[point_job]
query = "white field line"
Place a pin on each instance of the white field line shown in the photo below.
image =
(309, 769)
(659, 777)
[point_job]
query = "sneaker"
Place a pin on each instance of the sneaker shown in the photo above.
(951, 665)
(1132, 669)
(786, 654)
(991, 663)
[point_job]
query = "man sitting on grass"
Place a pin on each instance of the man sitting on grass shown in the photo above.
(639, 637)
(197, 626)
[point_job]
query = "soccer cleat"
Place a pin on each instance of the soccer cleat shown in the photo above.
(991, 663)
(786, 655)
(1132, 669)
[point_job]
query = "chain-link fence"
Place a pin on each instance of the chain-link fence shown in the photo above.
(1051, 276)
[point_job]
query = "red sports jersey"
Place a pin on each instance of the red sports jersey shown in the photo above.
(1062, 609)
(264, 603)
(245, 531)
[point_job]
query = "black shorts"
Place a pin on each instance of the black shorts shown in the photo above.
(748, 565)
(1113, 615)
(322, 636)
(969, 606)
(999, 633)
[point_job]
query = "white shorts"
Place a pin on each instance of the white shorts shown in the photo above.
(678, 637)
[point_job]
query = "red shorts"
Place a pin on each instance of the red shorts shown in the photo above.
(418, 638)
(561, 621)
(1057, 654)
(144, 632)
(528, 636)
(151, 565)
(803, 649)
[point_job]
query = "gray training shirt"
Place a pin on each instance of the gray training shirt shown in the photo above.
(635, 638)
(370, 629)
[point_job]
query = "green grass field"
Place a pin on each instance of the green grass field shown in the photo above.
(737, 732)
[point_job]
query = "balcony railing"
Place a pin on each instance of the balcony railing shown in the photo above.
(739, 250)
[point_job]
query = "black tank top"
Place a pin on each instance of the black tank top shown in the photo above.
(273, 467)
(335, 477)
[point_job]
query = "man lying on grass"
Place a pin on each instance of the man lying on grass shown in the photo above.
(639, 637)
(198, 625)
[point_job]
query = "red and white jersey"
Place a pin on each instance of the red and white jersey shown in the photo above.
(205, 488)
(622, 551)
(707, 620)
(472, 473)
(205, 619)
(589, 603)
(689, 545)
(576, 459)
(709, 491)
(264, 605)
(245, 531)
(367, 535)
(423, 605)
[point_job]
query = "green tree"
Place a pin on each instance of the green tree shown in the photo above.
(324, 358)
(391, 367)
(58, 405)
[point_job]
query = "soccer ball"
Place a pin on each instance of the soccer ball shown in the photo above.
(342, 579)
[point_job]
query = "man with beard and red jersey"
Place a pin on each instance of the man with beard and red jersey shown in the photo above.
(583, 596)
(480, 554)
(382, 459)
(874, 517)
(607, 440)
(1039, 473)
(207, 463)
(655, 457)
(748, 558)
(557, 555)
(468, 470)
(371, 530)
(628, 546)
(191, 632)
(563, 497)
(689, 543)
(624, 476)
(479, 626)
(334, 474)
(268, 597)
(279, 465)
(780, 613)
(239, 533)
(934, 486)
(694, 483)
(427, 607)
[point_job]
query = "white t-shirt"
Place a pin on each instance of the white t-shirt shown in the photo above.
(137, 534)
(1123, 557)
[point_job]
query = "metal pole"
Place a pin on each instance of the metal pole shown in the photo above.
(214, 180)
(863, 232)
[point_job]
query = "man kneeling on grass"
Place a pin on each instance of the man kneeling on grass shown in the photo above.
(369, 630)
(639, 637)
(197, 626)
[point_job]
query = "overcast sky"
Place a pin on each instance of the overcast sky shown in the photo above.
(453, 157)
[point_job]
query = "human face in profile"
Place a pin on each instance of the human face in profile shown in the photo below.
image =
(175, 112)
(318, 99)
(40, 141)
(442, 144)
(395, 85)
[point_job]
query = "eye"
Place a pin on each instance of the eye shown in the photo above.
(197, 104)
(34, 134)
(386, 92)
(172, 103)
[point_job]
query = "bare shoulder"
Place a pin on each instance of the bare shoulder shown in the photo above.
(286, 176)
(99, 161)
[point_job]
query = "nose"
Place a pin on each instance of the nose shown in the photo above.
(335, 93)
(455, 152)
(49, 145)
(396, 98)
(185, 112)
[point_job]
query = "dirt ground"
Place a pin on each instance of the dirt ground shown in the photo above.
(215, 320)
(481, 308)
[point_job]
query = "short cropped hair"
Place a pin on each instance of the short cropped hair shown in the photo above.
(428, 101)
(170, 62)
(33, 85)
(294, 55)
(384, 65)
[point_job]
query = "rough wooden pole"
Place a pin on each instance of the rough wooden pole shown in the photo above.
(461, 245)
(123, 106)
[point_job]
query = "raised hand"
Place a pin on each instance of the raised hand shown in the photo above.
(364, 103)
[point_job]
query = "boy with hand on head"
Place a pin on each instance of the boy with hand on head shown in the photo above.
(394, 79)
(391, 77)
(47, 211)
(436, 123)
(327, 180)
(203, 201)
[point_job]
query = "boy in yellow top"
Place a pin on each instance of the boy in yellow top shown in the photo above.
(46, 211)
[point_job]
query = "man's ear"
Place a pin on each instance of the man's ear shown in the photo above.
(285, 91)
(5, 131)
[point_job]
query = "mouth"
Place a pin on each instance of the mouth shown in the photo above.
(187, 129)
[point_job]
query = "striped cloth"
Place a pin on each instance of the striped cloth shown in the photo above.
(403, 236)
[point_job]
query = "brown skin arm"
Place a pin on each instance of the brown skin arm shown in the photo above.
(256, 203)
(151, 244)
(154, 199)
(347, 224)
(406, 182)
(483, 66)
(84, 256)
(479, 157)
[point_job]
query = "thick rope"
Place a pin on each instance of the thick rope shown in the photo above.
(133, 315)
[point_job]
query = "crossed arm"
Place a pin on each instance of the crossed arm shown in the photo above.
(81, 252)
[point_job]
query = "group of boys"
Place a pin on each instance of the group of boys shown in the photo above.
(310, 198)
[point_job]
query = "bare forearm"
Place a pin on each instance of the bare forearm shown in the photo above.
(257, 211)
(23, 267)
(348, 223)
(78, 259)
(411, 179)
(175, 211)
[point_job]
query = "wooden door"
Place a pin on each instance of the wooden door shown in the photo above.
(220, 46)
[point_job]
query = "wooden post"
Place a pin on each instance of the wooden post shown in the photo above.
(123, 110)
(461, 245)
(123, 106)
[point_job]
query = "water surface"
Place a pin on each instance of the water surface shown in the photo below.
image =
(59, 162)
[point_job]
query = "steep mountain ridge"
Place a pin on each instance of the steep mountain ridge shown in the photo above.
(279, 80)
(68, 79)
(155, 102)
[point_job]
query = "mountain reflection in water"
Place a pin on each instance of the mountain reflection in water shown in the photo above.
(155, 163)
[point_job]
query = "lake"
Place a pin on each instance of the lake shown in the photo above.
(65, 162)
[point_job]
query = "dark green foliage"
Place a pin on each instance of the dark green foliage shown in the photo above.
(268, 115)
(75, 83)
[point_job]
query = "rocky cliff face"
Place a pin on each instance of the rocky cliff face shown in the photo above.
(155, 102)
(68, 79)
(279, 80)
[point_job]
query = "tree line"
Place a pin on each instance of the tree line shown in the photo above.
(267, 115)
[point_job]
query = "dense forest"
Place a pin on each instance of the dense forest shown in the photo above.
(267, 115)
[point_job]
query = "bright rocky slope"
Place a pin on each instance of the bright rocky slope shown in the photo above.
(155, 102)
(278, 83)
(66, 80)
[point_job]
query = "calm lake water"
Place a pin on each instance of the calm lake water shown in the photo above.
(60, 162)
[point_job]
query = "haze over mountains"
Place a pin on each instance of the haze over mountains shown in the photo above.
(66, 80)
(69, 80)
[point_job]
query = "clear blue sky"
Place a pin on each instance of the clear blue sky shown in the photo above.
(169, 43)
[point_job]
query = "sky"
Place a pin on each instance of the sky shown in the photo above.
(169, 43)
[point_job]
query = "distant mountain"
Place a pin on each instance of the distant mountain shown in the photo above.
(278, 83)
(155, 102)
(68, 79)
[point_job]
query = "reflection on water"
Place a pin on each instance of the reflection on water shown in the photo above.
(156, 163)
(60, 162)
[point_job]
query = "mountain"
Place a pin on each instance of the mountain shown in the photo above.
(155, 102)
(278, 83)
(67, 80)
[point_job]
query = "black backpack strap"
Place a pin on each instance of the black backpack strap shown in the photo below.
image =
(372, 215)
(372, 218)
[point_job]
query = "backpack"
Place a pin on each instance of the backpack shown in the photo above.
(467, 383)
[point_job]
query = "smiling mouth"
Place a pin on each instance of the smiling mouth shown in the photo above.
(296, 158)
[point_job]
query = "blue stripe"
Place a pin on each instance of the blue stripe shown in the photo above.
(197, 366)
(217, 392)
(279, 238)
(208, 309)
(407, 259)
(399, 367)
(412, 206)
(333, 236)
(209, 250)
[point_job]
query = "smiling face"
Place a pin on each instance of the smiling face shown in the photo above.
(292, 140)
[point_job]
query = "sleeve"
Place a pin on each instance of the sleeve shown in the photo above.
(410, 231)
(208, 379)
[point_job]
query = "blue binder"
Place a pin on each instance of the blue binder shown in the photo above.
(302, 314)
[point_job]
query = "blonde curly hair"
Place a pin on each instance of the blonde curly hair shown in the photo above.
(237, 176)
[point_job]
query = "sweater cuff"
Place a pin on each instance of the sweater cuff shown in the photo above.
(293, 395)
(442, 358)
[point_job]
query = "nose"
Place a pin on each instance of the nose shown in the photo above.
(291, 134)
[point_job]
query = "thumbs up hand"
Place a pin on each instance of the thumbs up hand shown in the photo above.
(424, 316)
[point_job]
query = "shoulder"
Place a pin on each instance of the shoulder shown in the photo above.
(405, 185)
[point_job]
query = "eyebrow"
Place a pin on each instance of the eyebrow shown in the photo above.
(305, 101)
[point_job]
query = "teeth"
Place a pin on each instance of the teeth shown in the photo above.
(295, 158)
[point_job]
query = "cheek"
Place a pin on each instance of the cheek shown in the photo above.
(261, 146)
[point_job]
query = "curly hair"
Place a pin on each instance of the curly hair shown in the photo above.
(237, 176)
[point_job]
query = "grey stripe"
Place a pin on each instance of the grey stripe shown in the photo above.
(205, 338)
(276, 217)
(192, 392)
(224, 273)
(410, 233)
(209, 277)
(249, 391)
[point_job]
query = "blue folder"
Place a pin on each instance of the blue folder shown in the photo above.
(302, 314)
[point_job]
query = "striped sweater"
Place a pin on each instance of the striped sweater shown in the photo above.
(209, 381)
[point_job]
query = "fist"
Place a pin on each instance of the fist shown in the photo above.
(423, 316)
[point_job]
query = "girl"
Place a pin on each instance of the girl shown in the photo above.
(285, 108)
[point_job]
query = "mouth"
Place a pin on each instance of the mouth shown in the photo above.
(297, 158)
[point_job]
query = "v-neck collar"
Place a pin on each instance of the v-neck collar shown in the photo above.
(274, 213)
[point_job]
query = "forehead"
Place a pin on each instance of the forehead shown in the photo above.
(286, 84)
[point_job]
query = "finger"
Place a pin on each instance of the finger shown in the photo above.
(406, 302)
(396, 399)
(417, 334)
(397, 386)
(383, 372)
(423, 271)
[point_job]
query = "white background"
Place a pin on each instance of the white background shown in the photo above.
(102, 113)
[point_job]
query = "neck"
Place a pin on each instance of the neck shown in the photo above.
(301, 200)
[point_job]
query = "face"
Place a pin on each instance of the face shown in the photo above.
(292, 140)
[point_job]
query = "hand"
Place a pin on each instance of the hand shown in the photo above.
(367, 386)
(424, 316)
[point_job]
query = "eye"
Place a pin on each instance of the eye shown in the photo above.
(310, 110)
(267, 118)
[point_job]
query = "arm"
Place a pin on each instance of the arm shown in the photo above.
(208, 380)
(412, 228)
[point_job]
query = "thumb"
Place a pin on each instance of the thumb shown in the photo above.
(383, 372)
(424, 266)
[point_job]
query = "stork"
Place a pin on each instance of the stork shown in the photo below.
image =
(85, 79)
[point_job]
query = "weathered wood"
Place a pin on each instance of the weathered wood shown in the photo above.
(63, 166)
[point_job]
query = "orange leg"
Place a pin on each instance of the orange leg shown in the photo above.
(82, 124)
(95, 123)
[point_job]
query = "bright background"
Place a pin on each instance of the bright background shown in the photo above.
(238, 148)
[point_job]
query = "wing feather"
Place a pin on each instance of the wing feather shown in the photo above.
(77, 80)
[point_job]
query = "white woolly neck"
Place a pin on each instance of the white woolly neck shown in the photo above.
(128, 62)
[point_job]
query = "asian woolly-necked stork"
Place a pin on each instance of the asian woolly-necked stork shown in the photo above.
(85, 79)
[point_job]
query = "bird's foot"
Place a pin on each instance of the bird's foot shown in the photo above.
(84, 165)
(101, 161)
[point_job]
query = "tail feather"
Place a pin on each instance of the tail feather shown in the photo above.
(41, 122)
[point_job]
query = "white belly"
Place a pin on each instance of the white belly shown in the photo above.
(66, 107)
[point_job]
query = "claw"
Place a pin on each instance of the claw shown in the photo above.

◇ ◇ ◇ ◇ ◇

Set problem » Pick out every line in the material above that contains the string "profile" and copy each such line in full. A match counts only if its capitalization is identical.

Result »
query = "human face in profile"
Place a pin on each instance of the human face in profile shown in the photo below.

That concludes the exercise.